▶ WRITTEN TASKS:
(a) In the essay on straight Dominoes, where does the only testing that matters come?
(b) Pick up the essay on straight Dominoes right after its last sentence and carry it on in the same voice.

begin EXCERPTED TEXT

The Only Game in Town
Why the author thinks Dominoes is the world’s best game, and he its best player.
(Page 2 of 3)
Understand, now, I am talking about “straight” Dominoes. None of your so-called “Forty-Two” or its disgusting derivatives such as “Nello”—which is simply “Forty-Two” ass-backwards—or other tutti-frutti versions. These are games for children and ribbon clerks, games as pointless and as sissified as Bridge, games as mindless as Checkers or Old Maid; they would put an insomniac to sleep. Why, better to play Monopoly, Lincoln Logs, Pick-Up Stix, Chinese Checkers, or other Christmas games requiring no skill. Absolutely no science reposes in “Forty-Two”; it is the equivalent of paint-by-numbers sets. A random game of chance, its addicts are those who have failed at “straight” Dominoes and covet an occasional accidental victory. Even married couples can play it and, what’s worse, they do.
Only if no other game is available will the true straight Domino aficionado consent to play four-handed “partners”: the only testing that matters comes in two-handed games, one-on-one, where one man faces another eyeball-to-eyeball until somebody blinks. (Notice, please, I said “where one man faces another”: it is not a sexist remark to report factually that no female who ever lived played a decent game of Dominoes; such information is simply and purely a matter of historical record.) In playing “partners,” one may be victimized by the capricious or whimsical malpractices of a misguided ally or by cheating opponents who employ covert, illegal signals by hand, eye, or verbal codes.

end EXCERPTED TEXT
begin EXTRACTED DATA

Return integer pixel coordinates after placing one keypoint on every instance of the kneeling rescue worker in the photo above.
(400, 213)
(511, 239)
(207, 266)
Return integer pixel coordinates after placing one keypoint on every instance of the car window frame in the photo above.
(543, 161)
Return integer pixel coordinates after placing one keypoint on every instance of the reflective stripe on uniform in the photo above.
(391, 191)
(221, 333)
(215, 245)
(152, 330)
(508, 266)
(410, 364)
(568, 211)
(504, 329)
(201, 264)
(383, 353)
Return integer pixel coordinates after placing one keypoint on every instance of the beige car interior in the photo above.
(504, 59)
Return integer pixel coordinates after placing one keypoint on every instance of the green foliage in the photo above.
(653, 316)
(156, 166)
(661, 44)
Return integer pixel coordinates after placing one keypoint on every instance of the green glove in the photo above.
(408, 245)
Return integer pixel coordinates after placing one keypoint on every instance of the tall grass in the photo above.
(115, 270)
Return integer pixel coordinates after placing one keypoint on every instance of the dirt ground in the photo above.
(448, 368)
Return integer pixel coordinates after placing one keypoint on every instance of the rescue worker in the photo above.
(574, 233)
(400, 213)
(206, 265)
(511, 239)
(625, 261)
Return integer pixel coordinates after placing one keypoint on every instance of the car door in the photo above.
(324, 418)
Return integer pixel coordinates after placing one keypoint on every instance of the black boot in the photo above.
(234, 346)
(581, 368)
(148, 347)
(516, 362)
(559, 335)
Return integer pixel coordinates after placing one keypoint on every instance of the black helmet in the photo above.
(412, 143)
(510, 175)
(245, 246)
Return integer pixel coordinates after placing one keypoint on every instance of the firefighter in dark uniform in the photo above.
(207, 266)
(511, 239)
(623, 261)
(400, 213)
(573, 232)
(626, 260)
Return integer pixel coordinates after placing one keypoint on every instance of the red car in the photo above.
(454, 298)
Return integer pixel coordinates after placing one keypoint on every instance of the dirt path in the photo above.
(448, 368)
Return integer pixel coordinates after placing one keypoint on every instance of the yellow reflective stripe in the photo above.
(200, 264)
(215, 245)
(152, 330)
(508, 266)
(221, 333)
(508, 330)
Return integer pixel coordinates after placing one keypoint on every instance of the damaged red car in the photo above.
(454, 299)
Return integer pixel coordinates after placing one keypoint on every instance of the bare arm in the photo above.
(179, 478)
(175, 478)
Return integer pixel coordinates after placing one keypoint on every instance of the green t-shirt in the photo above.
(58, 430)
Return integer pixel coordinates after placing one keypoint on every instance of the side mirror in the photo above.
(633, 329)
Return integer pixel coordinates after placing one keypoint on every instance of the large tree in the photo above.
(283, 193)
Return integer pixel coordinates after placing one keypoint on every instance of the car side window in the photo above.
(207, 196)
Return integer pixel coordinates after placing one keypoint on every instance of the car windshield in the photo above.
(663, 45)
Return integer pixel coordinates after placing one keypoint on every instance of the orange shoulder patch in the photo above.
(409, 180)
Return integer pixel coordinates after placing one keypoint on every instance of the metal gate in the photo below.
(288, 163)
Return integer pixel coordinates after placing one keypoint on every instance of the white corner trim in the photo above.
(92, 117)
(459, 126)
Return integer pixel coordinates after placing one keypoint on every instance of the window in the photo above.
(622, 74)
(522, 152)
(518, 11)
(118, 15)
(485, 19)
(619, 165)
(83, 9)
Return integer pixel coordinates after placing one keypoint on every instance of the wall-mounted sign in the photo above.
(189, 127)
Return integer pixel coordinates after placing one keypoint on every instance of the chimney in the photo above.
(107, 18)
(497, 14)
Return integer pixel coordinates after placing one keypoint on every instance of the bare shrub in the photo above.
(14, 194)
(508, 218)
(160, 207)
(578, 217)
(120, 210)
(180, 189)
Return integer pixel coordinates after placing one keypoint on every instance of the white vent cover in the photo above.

end EXTRACTED DATA

▶ ANSWERS FOR THIS EXERCISE:
(a) In two-handed games, one-on-one, where one man faces another until somebody blinks.

(b)
When one Domino player faces another, however, the showdown is as lonely and inevitable as the old western six-gun fight: the slow gun will die. Infrequently, it is true, the slow gun may accidentally snap off a lucky round. Over the distance, however, with class having the better statistical chance to assert itself, the fast gun will win. This is why, when challenged to do a championship match, I require all pretenders to agree to a minimum of fifteen games; those who capture as many as five are entitled to rematches within six months.
This has only happened once. In 1948, when I was a war veteran attempting to re-adjust to civilian life and had double-pneumonia besides, I escaped with only a 9-6 victory over Mr. A. L. (Al) Purvis of Fort Worth. In the rematch, I smashed him fifteen-love; Mr. Purvis now sells real-estate. From 1949 to 1961, I lost not a single game in championship match play. In the rain and wearing broken eyeglasses, I was held to a 12-3 victory about four years ago to Dr. LaMoyne Livingston of Comfort, Texas; he has since moved his practice to another town and has joined Dominoes Anonymous.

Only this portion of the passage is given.